Brano di testo »
((

La compagnia di Richard Branson delinea un futuro con nuove navette, migliaia di clienti e centinaia di milioni di ricavi (prezzo del biglietto: 600mila dollari). Ma non volerà fino al 2026

DI EMILIO COZZI

Virgin Galactic tornerà a spingersi verso un futuro radioso. Almeno per ora, però, solo ipotetico.

La compagnia spaziale di Richard Branson ha delineato agli investitori i suoi orizzonti, che tuttavia non si concretizzeranno prima del 2026. Fino ad allora non si decollerà. In seguito, sempre se le previsioni saranno rispettate, è previsto un boom, di turisti, di voli, di nuovi spazioporti. E di guadagni, stricto sensu, stellari. Nuove promesse, dopo quelle, non del tutto mantenute, di anni tutt’altro che esaltanti.

))

Consegna » Estrai dal brano su Virgin Galactic il passo che inizia con "La compagnia di" e termina con "tutt’altro che esaltanti.", copiandolo senza alcuna modifica. Questi record non sono necessari.

Dati forniti »
((

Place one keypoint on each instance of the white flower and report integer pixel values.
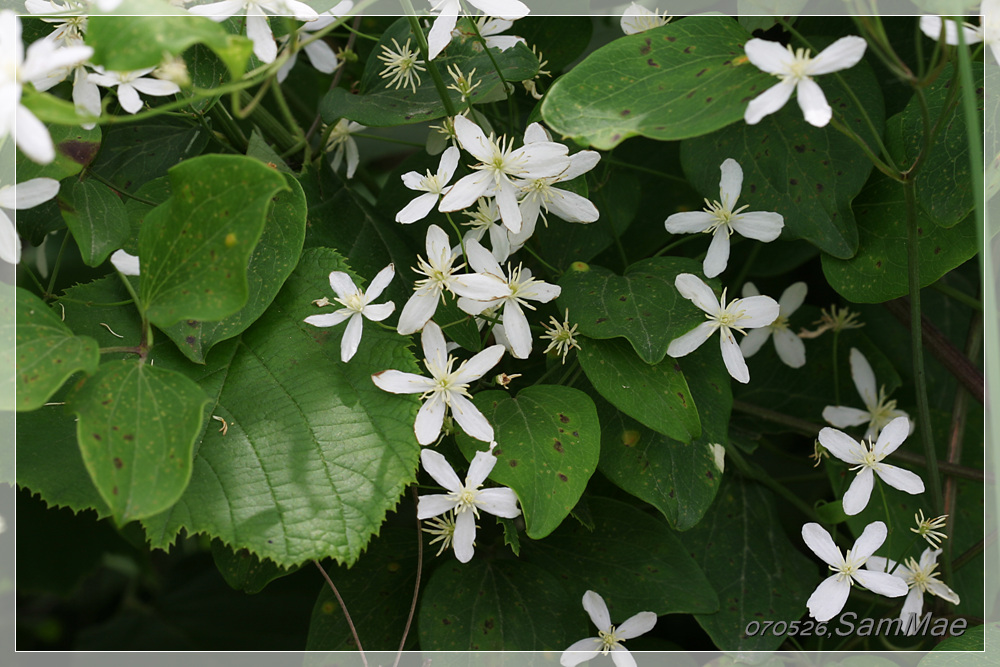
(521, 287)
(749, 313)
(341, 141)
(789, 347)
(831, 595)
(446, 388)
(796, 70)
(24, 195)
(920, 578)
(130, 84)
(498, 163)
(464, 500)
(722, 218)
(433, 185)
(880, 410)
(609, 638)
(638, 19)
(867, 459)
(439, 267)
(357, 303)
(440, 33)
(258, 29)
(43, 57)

))
((

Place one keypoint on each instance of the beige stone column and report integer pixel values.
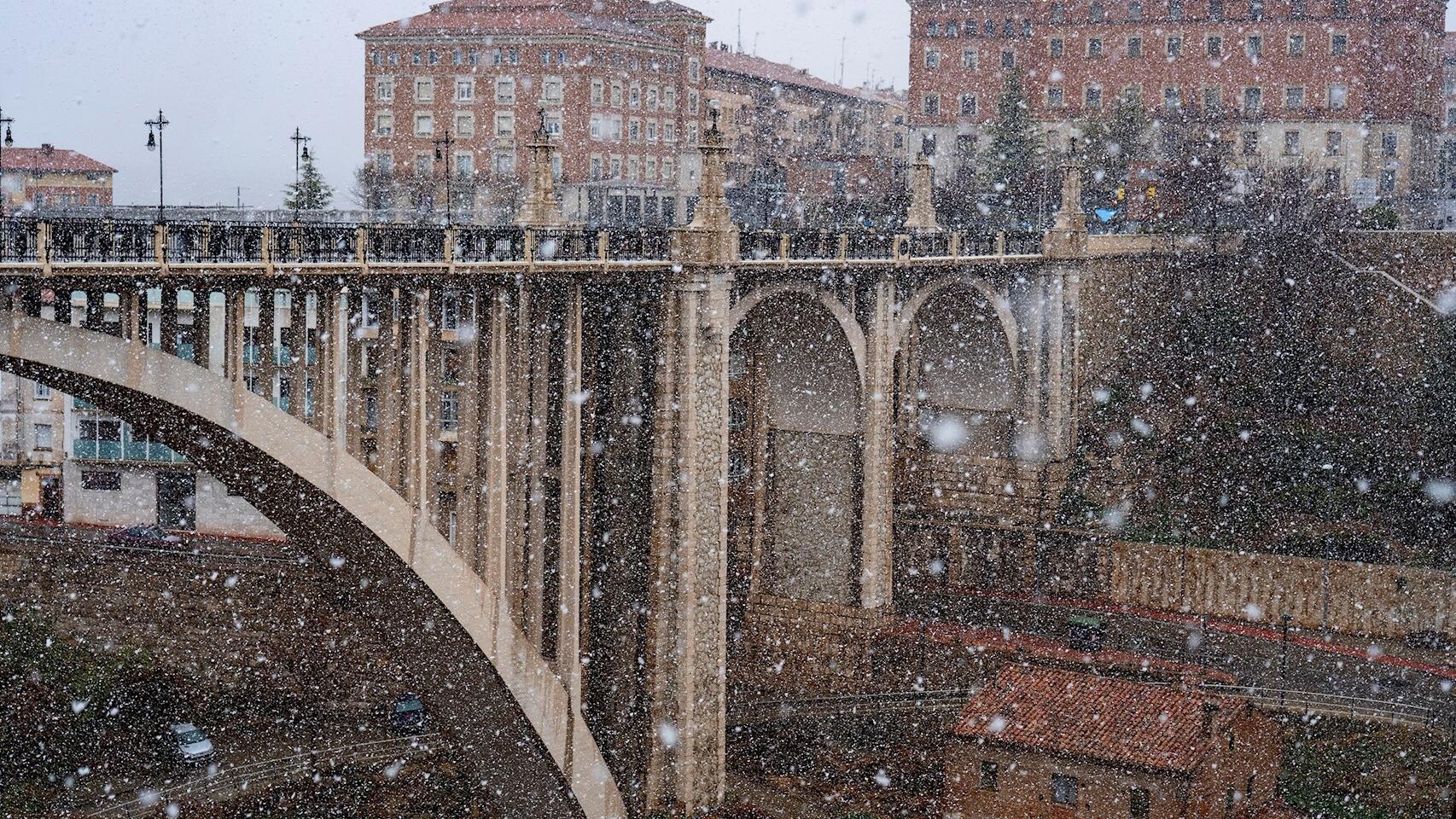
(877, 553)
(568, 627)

))

Risposta »
La compagnia di Richard Branson delinea un futuro con nuove navette, migliaia di clienti e centinaia di milioni di ricavi (prezzo del biglietto: 600mila dollari). Ma non volerà fino al 2026

DI EMILIO COZZI

Virgin Galactic tornerà a spingersi verso un futuro radioso. Almeno per ora, però, solo ipotetico.

La compagnia spaziale di Richard Branson ha delineato agli investitori i suoi orizzonti, che tuttavia non si concretizzeranno prima del 2026. Fino ad allora non si decollerà. In seguito, sempre se le previsioni saranno rispettate, è previsto un boom, di turisti, di voli, di nuovi spazioporti. E di guadagni, stricto sensu, stellari. Nuove promesse, dopo quelle, non del tutto mantenute, di anni tutt’altro che esaltanti.